▶ _Tasks to complete_
1. Reproduce the blog post on azithromycin's cardiovascular risk from "How Bad Is Azithromycin's" up to and including "of azithromycin's cardiovascular risk.", substituting "article" for every occurrence of "paper".
2. Extend the blog post on azithromycin's cardiovascular risk, beginning right after its final sentence.

▶ _Document extract_
○ ○ ○ ○ ○

Friday, May 18, 2012

How Bad Is Azithromycin's Cardiovascular Risk?

The paper from the New England Journal of Medicine that reports azithromycin might cause cardiovascular death is not new to electrophysiologists tasked with deciding antibiotic choices in patients with Long QT syndrome or in those who take other antiarrhythmic drugs.   Heck, even the useful Arizona CERT QTDrugs.org website could have told us that.

What was far scarier to me, though, was how the authors of this week's paper reached their estimates of the magnitude of azithromycin's cardiovascular risk.

Welcome to the underworld of Big Data Medicine.

Careful review of the Methods section of this paper reveals that "persons enrolled in the Tennessee Medicaid program" were the subjects, and that the data collected were "Computerized Medicaid data, which were linked to death certificates and to a state-wide hospital discharge database" and "Medicaid pharmacy files."   Anyone with azithromycin prescribed from 1992-2006 who had "not had a diagnosis of drug abuse or resided in a nursing home in the preceding year and had not been hospitalized in the prior 30 days."  Also, they had to be "Medicaid enrollees for at least 365 days and have regular use of medical care."

Hey, no selection bias introduced with those criteria, right?  But the authors didn't stop there.
This study used a "matched" control period in which no antibiotics were prescribed and were "frequency-matched according to a propensity score that was calculated from 153 covariates."  (Editor's note: No doubt there are no more covariates in medicine than the 153 they studied.)

○ ○ ○ ○ ○

▶ _Extracted records_

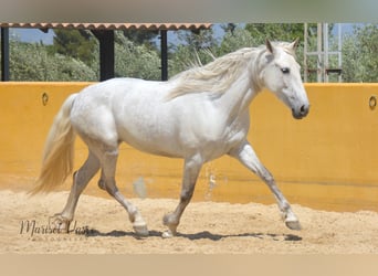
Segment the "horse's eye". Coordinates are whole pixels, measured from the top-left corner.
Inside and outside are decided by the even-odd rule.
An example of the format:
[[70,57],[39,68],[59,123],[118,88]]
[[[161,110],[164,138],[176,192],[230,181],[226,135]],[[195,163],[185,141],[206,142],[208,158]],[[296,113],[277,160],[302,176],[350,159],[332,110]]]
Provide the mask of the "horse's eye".
[[281,72],[284,73],[284,74],[288,74],[290,73],[290,68],[283,67],[283,68],[281,68]]

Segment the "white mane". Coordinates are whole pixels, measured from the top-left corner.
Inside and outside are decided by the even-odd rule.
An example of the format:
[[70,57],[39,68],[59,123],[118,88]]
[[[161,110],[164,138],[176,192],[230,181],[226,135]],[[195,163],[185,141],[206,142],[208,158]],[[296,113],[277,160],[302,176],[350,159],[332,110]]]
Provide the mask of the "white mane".
[[[286,53],[294,55],[293,51],[287,49],[288,43],[275,42],[275,46],[281,46]],[[235,52],[225,54],[204,66],[195,66],[188,71],[183,71],[171,77],[170,82],[178,82],[178,85],[170,92],[169,98],[176,98],[188,93],[219,93],[223,94],[228,91],[232,83],[246,68],[251,59],[256,60],[258,56],[266,52],[266,46],[243,47]]]

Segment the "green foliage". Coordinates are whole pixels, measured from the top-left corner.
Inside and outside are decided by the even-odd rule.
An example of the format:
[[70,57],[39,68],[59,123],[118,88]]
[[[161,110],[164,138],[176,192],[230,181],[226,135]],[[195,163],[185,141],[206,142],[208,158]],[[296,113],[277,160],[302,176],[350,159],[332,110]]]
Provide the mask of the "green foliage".
[[160,79],[160,56],[148,44],[136,44],[115,32],[115,74],[116,76]]
[[[169,76],[190,66],[206,64],[245,46],[258,46],[265,39],[293,41],[301,39],[297,60],[303,66],[303,24],[224,24],[224,35],[214,39],[212,30],[179,31],[178,44],[169,45]],[[329,24],[329,42],[333,46]],[[316,33],[316,24],[308,32]],[[53,45],[23,43],[13,38],[10,43],[10,77],[12,81],[98,81],[99,49],[97,40],[87,31],[55,30]],[[135,35],[135,36],[134,36]],[[160,53],[154,44],[156,33],[115,31],[116,76],[160,79]],[[309,51],[316,39],[308,35]],[[377,82],[378,24],[360,25],[343,40],[343,81]],[[335,50],[332,50],[335,51]],[[211,54],[209,54],[209,52]],[[213,56],[212,56],[213,55]],[[316,56],[308,59],[308,67],[316,68]],[[329,67],[337,67],[330,56]],[[316,81],[316,74],[309,76]],[[330,79],[330,81],[336,81]]]
[[96,74],[83,62],[51,54],[38,43],[10,43],[11,81],[95,81]]
[[56,29],[54,32],[54,52],[91,65],[94,60],[93,52],[98,47],[98,43],[90,31]]
[[245,30],[255,39],[256,45],[272,41],[294,41],[296,38],[303,42],[304,25],[302,23],[253,23],[246,24]]
[[378,24],[358,26],[344,38],[343,81],[378,82]]

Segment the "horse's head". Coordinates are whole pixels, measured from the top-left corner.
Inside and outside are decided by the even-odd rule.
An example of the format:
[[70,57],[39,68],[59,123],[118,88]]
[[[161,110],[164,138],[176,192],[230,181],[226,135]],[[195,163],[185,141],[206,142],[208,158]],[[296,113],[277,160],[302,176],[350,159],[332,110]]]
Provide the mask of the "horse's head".
[[293,117],[302,119],[309,104],[301,78],[301,66],[295,61],[298,40],[273,44],[266,40],[266,53],[261,61],[260,81],[292,109]]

○ ○ ○ ○ ○

▶ _Outputs in order_
1.
How Bad Is Azithromycin's Cardiovascular Risk?

The article from the New England Journal of Medicine that reports azithromycin might cause cardiovascular death is not new to electrophysiologists tasked with deciding antibiotic choices in patients with Long QT syndrome or in those who take other antiarrhythmic drugs.   Heck, even the useful Arizona CERT QTDrugs.org website could have told us that.

What was far scarier to me, though, was how the authors of this week's article reached their estimates of the magnitude of azithromycin's cardiovascular risk.

2.
Then, as if to finally admit a smidge of bias to their study design, "to attempt to control for confounding by indication, we also included as additional control groups who took three other antibiotics."  As if THAT will fix the data fields erroneously entered or neglected in the interlinked retrospective databases. 

But why focus on the details?  The authors had something to prove!

So they processed and pureed the data and checked "for misspecification of the propensity-score regression models" by evaluating "whether the covariate distributions were balanced across study groups."  In other words, they made sure the data worked the way the authors thought it should. 

Hey, why not?

Finally at the end, they "estimated" (their word, not mine) the difference between the cumulative incidence of cardiovascular death during a 5-day course of azithromycin and the incidence of a similar period of amoxacillin use.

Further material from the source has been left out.